DESCRIPTION DE LA TÂCHE:
Répondez aux questions suivantes à l'aide du passage ci-dessous sur la stratégie française d'IA.
1. Quel titre porte la stratégie française d'IA présentée en 2018 ?
2. Combien d'instituts le réseau du centre national de coordination de la recherche devait-il comprendre ?
3. Quelle somme Emmanuel Macron prévoyait-il de consacrer à l'IA au cours de sa présidence ?

EXTRAIT DU DOCUMENT:
%%

Là où nous avons identifié des différences frappantes, c'est dans le cadre général de l'IA et sa relation avec les questions sociales, politiques et économiques. La stratégie française d'IA, par exemple, qu'Emmanuel Macron a présenté en 2018, s'intitule "IA pour l'Humanité". Elle décrit l'IA comme "nouvelle Renaissance", qualifiant cette technologie de "promesse prométhéenne" qui nécessite un État régulateur fort et l'importance de considérer l'IA comme "bien public". Afin de "renforcer le potentiel de la recherche française", le président français a annoncé son intention d'encourager financièrement les instituts de recherche publics (en plus de partenariats de recherche public-privé). Il a aussi déclaré son intention de créer un centre national de coordination de la recherche, comprenant un réseau de quatre ou cinq instituts à travers la France. Au total, Emmanuel Macron prévoyait de dépenser 1,5 milliard d'euros pour l'IA au cours de sa présidence, dont la plus grande partie pour la recherche et les projets industriels.

%%

Entrées enregistrées:
%%

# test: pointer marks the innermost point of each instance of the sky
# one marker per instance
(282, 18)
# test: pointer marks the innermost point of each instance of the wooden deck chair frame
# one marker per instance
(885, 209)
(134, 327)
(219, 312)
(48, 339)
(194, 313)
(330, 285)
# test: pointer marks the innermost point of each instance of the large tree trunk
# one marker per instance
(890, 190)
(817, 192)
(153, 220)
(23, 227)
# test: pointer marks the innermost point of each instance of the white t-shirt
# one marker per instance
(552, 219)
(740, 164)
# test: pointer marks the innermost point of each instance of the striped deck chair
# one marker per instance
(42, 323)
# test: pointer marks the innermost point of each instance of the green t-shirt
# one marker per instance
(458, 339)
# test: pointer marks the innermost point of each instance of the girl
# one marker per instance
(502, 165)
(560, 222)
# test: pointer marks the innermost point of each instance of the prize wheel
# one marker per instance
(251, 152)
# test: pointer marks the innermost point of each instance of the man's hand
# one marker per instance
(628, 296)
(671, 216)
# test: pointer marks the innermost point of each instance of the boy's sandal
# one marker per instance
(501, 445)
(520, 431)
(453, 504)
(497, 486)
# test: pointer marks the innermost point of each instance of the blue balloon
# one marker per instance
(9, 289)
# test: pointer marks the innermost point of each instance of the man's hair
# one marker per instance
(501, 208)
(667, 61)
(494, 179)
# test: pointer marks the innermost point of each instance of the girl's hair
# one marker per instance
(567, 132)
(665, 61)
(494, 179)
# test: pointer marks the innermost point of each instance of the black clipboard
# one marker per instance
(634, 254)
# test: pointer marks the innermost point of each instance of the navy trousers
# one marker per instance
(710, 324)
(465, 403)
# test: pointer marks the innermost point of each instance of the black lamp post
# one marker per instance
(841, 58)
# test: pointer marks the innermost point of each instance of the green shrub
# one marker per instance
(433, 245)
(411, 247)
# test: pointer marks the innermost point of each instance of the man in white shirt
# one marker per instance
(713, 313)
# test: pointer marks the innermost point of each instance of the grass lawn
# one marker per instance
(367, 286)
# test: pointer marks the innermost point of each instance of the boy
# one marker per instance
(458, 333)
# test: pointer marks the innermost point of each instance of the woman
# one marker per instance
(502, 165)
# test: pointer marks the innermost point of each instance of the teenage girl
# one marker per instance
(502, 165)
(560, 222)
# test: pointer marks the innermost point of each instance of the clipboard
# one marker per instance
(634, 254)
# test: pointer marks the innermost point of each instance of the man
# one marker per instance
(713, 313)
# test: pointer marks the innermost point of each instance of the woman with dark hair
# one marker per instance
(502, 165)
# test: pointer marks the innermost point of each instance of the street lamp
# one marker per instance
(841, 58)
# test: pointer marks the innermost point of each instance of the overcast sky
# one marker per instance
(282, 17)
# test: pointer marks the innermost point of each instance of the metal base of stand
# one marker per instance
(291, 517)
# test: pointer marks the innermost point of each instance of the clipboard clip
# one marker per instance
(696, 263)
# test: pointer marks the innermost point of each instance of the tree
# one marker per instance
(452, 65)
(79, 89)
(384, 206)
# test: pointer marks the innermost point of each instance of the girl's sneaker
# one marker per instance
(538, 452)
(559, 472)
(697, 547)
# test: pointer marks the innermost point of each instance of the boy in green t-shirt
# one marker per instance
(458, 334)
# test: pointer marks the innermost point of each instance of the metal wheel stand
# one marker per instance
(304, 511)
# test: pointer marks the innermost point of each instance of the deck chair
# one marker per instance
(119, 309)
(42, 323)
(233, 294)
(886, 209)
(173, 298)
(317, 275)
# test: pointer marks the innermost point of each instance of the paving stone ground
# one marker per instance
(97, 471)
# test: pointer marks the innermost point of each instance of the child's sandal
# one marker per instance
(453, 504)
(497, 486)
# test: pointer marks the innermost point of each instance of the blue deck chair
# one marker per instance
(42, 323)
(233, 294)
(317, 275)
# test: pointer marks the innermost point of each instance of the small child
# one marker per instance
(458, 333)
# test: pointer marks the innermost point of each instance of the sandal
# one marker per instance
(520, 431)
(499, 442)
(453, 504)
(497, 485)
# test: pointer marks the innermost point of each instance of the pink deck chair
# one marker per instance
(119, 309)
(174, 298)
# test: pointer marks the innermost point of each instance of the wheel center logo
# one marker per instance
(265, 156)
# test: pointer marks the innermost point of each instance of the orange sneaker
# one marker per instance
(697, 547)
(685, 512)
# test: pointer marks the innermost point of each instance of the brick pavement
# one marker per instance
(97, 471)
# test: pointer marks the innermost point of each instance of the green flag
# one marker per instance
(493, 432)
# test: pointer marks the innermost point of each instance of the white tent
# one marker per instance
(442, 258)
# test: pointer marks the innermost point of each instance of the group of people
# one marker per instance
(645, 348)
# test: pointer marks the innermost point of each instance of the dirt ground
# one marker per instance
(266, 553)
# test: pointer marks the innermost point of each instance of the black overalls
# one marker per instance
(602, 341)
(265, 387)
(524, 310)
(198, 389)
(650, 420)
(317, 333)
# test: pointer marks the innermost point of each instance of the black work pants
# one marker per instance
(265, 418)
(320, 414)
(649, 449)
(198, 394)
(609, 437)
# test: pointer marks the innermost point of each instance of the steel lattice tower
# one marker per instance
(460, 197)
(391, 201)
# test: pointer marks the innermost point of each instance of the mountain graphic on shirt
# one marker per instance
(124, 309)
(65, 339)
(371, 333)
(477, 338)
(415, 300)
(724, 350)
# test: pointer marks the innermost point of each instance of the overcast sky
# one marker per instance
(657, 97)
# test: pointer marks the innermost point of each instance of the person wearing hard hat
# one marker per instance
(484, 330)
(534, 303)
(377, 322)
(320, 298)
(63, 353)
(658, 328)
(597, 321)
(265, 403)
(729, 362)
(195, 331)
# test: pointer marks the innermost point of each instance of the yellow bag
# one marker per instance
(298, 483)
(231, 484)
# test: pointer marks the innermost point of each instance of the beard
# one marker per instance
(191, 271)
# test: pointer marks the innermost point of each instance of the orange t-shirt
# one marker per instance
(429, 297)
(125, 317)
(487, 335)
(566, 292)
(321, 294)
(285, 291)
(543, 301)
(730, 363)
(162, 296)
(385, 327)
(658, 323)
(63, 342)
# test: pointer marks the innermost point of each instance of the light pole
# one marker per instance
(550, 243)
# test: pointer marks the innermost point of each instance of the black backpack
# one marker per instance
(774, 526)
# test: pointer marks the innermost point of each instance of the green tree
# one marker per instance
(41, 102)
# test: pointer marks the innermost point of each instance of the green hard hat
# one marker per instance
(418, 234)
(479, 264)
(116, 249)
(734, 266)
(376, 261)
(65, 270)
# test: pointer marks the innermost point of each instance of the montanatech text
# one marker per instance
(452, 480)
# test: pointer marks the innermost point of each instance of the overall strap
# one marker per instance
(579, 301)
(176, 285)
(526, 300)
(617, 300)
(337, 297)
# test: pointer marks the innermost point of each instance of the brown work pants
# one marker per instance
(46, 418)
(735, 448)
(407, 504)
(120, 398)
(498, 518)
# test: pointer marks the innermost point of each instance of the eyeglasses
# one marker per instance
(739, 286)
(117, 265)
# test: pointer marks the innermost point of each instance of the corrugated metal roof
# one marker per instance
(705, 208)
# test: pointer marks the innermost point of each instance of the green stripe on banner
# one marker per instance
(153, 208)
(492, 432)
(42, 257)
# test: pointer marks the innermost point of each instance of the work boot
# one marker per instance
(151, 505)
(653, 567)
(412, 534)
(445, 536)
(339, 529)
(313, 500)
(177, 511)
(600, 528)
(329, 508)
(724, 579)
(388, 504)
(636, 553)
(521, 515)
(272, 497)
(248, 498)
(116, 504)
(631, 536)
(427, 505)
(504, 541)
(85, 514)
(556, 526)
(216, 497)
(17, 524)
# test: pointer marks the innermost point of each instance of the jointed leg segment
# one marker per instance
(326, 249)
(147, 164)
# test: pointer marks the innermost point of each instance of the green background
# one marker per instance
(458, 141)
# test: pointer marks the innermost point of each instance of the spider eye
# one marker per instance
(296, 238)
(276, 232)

%%

RÉPONSE À LA TÂCHE:
1. « IA pour l'Humanité ».
2. Quatre ou cinq instituts à travers la France.
3. 1,5 milliard d'euros.